### TASK INPUTS
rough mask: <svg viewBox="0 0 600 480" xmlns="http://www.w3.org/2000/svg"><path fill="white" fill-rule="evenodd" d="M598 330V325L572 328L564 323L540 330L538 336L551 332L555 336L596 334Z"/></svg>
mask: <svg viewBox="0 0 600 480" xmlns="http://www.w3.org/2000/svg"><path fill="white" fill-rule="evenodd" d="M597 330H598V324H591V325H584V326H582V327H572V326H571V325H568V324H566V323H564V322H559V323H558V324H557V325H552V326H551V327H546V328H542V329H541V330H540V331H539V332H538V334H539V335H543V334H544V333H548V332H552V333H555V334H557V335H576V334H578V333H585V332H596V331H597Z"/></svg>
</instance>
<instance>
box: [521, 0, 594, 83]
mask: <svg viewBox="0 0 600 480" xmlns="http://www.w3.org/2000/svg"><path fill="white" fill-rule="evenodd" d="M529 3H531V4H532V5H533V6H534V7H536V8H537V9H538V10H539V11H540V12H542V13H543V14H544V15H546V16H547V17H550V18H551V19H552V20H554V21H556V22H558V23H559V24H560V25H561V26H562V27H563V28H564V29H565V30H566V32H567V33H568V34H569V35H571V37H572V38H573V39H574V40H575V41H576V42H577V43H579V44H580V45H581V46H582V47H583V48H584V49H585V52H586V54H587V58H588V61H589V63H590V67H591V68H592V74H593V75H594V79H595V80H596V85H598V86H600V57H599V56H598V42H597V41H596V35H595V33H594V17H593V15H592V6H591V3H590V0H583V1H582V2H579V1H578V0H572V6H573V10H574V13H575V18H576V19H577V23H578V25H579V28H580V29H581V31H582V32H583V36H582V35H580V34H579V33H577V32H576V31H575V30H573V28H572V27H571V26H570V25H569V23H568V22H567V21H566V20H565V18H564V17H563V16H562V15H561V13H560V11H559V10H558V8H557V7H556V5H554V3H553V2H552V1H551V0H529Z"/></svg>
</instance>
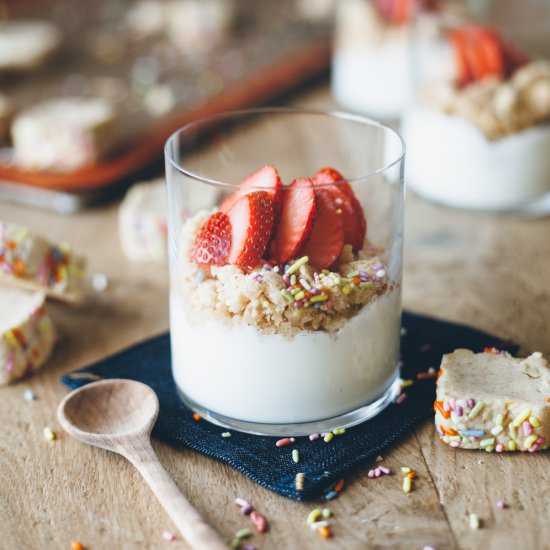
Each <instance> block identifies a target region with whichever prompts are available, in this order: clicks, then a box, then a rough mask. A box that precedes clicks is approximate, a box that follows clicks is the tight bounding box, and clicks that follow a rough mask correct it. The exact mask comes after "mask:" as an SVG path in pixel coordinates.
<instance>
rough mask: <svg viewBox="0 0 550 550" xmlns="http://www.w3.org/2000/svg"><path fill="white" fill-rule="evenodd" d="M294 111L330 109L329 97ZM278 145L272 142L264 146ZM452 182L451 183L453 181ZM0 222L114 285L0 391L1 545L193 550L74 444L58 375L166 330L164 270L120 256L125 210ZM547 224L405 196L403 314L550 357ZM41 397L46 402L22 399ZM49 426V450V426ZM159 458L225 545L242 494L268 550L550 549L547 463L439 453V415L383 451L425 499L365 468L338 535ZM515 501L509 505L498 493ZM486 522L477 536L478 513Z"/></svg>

### YOUR TASK
The whole listing should be transcribed exactly, though its pictures must be left out.

### ANSWER TO THIS EXERCISE
rough mask: <svg viewBox="0 0 600 480" xmlns="http://www.w3.org/2000/svg"><path fill="white" fill-rule="evenodd" d="M598 330V325L572 328L564 323L540 330L538 336L551 332L555 336L596 334Z"/></svg>
mask: <svg viewBox="0 0 600 480" xmlns="http://www.w3.org/2000/svg"><path fill="white" fill-rule="evenodd" d="M597 330H598V324H591V325H584V326H582V327H572V326H571V325H568V324H566V323H564V322H559V323H558V324H557V325H552V326H551V327H546V328H542V329H541V330H540V331H539V332H538V334H539V335H543V334H544V333H548V332H552V333H555V334H557V335H576V334H578V333H585V332H596V331H597Z"/></svg>
</instance>
<instance>
box: [521, 0, 594, 83]
mask: <svg viewBox="0 0 600 480" xmlns="http://www.w3.org/2000/svg"><path fill="white" fill-rule="evenodd" d="M529 3H531V4H532V5H533V6H534V7H536V8H537V9H538V10H539V11H540V12H542V13H543V14H544V15H546V16H547V17H550V18H551V19H552V20H554V21H556V22H558V23H559V24H560V25H561V26H562V27H563V28H564V29H565V30H566V32H567V33H568V34H569V35H571V37H572V38H573V39H574V40H575V41H576V42H577V43H579V44H580V45H581V46H582V47H583V48H584V49H585V52H586V54H587V58H588V61H589V63H590V67H591V68H592V74H593V75H594V79H595V80H596V85H598V86H600V57H599V56H598V42H597V41H596V35H595V33H594V17H593V15H592V6H591V3H590V0H583V1H582V2H579V1H578V0H572V6H573V10H574V13H575V18H576V19H577V23H578V25H579V28H580V29H581V31H582V32H583V36H582V35H580V34H579V33H577V32H576V31H575V30H573V28H572V27H571V26H570V25H569V23H568V22H567V21H566V20H565V18H564V17H563V16H562V15H561V13H560V11H559V10H558V8H557V7H556V5H554V3H553V2H552V1H551V0H529Z"/></svg>
</instance>
Each <instance> block identifies a target region with whichever prompts are available, in this order: clicks, then a box, then a rough mask. A box that precedes clicks is approximate, a box that follows clicks is the tight bounding box, and clicks that follow a rough mask correct it. The exact mask comes after "mask:" as an SVG path in pixel coordinates.
<instance>
rough mask: <svg viewBox="0 0 550 550" xmlns="http://www.w3.org/2000/svg"><path fill="white" fill-rule="evenodd" d="M294 111L330 109L329 97ZM278 145L272 142L264 146ZM452 182L451 183L453 181ZM0 222L114 285L0 391L1 545L193 550L74 444L58 375L166 330L164 270L120 256L125 210ZM547 224L405 196L403 314L550 357ZM41 397L46 402L22 399ZM49 426V450V426ZM159 458L225 545L242 494L268 550L550 549L547 463L439 453V415L383 451L425 499L365 468L338 535ZM515 501L509 505L498 493ZM486 522L477 536L478 513Z"/></svg>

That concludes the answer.